> [Page extract]
────────────────
In the seminal Magpie Trial, the definition of severe pre-eclampsia was based on severe hypertension and heavier proteinuria (≥3+), or less severe hypertension associated with findings of ‘imminent eclampsia’ for which there is no standard definition but is usually interpreted as central nervous system symptoms or hyperreflexia [2]. This definition of severe disease does not align well with current international definitions between which there is also substantial variability from country to country, and within countries over time [5].
In Canada, the 1997 national pregnancy hypertension guidance, pre-eclampsia was broadly defined as gestational hypertension with proteinuria or an adverse condition(s) that consisted of relevant maternal symptoms, signs, or abnormal laboratory tests, or relevant fetal manifestations; ‘severe’ pre-eclampsia was not defined [6–8]. In the 2008 update, ‘severe’ pre-eclampsia was defined as gestational hypertension with proteinuria and an ‘adverse condition(s)’ as defined previously [9]. In the 2014 update, ‘severe’ pre-eclampsia was defined according to the presence of an indication for delivery—a severe complication(s) for the mother or fetus [10,11]. Magnesium sulphate was recommended for all women in 1997, and then in 2008 and 2014, all women with ‘severe’ pre-eclampsia, with consideration to be given to also administering magnesium sulphate to women with ‘non-severe’ disease.
In the international Pre-eclampsia Integrated Estimate of RiSk (PIERS) study that aimed to find predictors of adverse maternal outcome among women admitted to hospital with pre-eclampsia, magnesium sulphate was administered to only 62% of 261 women who were both hospitalized with pre-eclampsia and suffered an adverse maternal outcome that would meet any international definition of ‘severe’ disease, suggesting that clinicians may be using criteria other than strict definitions of ‘severe’ or ‘non-severe’ disease to guide therapy [12]. The aim of our study was to identify factors that influence magnesium sulphate administration to women with pre-eclampsia in Canadian tertiary perinatal centres.
────────────────
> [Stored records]
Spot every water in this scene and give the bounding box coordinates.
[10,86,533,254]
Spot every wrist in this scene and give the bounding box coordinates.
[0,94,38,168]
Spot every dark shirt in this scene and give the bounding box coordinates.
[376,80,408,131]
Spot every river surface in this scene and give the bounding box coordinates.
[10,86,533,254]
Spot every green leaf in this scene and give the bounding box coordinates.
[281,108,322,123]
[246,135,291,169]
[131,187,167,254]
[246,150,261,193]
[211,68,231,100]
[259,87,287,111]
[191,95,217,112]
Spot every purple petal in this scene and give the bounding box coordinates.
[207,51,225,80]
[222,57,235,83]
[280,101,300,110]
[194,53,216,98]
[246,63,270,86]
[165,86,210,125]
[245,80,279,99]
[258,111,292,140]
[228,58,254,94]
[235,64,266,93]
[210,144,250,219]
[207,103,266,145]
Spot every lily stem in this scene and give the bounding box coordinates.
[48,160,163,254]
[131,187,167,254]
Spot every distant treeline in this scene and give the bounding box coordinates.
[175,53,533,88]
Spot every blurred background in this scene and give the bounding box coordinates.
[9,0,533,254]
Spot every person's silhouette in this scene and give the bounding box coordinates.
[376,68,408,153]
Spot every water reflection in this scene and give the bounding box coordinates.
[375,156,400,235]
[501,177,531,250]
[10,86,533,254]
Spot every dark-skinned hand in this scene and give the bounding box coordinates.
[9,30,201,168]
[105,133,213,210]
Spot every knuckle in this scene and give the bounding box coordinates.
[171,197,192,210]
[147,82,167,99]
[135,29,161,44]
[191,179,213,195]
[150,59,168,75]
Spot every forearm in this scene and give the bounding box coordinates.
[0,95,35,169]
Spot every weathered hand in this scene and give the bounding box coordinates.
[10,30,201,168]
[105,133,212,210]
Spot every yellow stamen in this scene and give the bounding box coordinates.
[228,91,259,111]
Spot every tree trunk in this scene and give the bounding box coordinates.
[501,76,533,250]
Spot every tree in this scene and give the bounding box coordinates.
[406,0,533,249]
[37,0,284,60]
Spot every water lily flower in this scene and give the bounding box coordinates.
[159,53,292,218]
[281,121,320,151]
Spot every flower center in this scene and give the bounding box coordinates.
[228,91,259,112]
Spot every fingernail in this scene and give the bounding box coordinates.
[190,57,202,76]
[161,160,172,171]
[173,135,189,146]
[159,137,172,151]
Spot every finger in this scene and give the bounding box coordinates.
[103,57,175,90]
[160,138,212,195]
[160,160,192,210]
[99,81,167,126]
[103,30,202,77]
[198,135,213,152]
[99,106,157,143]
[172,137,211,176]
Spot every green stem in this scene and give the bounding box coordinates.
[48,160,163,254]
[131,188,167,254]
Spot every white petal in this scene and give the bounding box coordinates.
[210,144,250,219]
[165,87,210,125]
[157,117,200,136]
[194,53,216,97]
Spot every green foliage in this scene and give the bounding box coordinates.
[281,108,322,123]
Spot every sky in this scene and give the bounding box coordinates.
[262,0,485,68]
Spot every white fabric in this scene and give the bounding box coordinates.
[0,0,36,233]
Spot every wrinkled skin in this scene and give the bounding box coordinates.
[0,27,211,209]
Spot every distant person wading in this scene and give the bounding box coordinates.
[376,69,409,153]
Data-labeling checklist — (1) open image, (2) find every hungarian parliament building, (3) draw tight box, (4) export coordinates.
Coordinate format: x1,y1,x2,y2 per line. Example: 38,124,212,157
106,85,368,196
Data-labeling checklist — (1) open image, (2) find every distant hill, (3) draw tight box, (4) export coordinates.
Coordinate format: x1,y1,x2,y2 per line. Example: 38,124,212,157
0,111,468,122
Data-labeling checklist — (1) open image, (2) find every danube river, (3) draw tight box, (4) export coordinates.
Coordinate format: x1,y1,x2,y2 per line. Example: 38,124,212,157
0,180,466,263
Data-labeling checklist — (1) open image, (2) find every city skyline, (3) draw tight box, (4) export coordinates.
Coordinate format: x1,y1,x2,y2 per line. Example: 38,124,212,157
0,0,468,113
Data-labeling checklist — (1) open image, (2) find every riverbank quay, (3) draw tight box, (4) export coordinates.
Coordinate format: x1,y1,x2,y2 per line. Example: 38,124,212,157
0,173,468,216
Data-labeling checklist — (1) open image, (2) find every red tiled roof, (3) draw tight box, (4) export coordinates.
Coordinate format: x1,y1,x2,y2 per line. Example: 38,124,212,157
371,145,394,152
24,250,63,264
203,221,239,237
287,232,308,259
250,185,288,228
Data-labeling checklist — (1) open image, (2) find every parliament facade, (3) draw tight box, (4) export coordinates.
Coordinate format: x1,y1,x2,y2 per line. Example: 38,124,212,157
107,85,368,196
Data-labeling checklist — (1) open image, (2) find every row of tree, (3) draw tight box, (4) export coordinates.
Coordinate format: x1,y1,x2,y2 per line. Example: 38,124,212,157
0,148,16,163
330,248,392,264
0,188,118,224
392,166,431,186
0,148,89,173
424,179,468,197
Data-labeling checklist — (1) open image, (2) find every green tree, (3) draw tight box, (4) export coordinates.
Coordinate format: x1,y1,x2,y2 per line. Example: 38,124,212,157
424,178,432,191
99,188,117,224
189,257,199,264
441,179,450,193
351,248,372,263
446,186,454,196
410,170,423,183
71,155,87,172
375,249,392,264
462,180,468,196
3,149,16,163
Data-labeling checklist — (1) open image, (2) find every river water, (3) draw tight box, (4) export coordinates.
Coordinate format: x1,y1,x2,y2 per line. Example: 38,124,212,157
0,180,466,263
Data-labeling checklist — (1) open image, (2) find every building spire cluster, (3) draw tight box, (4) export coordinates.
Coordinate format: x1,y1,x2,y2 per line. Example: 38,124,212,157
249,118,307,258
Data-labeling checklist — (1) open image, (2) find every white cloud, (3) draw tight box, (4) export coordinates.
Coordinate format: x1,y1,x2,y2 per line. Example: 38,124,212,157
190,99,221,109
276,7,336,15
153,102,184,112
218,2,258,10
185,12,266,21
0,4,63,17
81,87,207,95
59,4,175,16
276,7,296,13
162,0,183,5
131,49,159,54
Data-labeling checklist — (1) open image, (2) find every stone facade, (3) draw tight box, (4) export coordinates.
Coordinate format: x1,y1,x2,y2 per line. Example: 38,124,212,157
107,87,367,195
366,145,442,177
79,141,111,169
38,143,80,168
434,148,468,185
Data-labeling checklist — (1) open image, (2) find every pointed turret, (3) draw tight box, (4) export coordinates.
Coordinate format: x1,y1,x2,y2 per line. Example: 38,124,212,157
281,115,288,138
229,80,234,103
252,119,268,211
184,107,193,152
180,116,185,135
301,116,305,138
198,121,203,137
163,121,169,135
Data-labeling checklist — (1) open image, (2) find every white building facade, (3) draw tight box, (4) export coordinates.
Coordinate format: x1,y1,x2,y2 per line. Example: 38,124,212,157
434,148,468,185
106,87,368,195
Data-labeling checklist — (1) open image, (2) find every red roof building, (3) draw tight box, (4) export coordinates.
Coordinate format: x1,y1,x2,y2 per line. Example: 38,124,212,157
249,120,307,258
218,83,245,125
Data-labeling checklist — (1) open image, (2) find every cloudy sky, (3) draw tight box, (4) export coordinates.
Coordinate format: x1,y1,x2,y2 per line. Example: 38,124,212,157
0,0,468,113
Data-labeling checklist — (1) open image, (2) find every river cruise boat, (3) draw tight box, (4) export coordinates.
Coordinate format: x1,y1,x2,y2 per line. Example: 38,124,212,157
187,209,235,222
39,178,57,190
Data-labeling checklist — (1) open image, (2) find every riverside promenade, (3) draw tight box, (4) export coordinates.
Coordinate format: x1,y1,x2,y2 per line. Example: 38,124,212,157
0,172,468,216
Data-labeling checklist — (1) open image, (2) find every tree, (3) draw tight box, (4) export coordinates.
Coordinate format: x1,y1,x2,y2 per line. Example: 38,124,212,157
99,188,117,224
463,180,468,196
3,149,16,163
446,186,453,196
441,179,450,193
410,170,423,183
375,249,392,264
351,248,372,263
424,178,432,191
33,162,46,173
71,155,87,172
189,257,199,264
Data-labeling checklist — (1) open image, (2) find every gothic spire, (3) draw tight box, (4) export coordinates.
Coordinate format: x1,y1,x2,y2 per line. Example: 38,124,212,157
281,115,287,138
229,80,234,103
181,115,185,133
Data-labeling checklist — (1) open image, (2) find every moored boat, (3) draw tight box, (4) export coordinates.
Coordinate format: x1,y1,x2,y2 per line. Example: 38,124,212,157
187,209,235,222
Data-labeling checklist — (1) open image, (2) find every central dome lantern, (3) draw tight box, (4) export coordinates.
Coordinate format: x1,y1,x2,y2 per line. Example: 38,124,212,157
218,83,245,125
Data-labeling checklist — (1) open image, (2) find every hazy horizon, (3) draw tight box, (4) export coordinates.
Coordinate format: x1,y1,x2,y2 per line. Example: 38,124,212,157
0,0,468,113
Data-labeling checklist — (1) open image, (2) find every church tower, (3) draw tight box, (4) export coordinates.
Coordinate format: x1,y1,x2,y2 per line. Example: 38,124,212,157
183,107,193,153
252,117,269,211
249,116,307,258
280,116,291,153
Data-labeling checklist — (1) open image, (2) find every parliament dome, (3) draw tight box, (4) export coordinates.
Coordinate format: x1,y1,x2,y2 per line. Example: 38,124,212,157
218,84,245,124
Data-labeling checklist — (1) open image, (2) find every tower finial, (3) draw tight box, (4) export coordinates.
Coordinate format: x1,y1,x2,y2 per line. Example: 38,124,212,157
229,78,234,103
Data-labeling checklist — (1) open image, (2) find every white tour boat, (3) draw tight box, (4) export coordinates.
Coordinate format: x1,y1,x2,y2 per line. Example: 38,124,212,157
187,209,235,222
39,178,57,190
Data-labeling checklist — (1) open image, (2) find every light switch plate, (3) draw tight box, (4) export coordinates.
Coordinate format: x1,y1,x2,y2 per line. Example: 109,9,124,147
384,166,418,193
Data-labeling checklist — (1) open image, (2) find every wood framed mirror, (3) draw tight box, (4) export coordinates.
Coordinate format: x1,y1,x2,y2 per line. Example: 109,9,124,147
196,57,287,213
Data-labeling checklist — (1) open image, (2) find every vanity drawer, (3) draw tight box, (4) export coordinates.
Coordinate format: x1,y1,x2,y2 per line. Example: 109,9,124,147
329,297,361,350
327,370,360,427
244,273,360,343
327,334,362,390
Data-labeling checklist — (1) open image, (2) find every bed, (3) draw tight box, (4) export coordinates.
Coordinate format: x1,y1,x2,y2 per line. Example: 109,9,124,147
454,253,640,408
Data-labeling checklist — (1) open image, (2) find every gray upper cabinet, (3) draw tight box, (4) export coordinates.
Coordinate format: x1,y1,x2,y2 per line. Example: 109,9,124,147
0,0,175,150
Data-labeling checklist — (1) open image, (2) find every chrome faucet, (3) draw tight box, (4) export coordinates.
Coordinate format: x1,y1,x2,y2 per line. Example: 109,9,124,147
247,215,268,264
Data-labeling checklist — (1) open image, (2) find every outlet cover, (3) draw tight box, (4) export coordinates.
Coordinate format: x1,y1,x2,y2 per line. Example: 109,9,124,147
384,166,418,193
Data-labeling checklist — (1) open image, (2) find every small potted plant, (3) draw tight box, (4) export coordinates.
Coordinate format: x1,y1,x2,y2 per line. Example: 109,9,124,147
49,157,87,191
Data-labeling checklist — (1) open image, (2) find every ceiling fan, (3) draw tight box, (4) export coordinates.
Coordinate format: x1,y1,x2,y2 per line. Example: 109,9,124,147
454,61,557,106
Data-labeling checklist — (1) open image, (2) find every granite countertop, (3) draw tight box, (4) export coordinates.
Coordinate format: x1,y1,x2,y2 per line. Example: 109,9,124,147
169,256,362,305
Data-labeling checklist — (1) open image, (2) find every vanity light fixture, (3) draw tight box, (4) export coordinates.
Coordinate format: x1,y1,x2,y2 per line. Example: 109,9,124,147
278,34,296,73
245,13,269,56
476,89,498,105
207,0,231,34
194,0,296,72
────────────────
> [Directions for this task] In the pre-eclampsia passage, begin at the words "In the international" and stop after "tertiary perinatal centres.", substituting "physicians" for "clinicians". This material is separate from the pre-eclampsia passage.

> [Completed exercise]
In the international Pre-eclampsia Integrated Estimate of RiSk (PIERS) study that aimed to find predictors of adverse maternal outcome among women admitted to hospital with pre-eclampsia, magnesium sulphate was administered to only 62% of 261 women who were both hospitalized with pre-eclampsia and suffered an adverse maternal outcome that would meet any international definition of ‘severe’ disease, suggesting that physicians may be using criteria other than strict definitions of ‘severe’ or ‘non-severe’ disease to guide therapy [12]. The aim of our study was to identify factors that influence magnesium sulphate administration to women with pre-eclampsia in Canadian tertiary perinatal centres.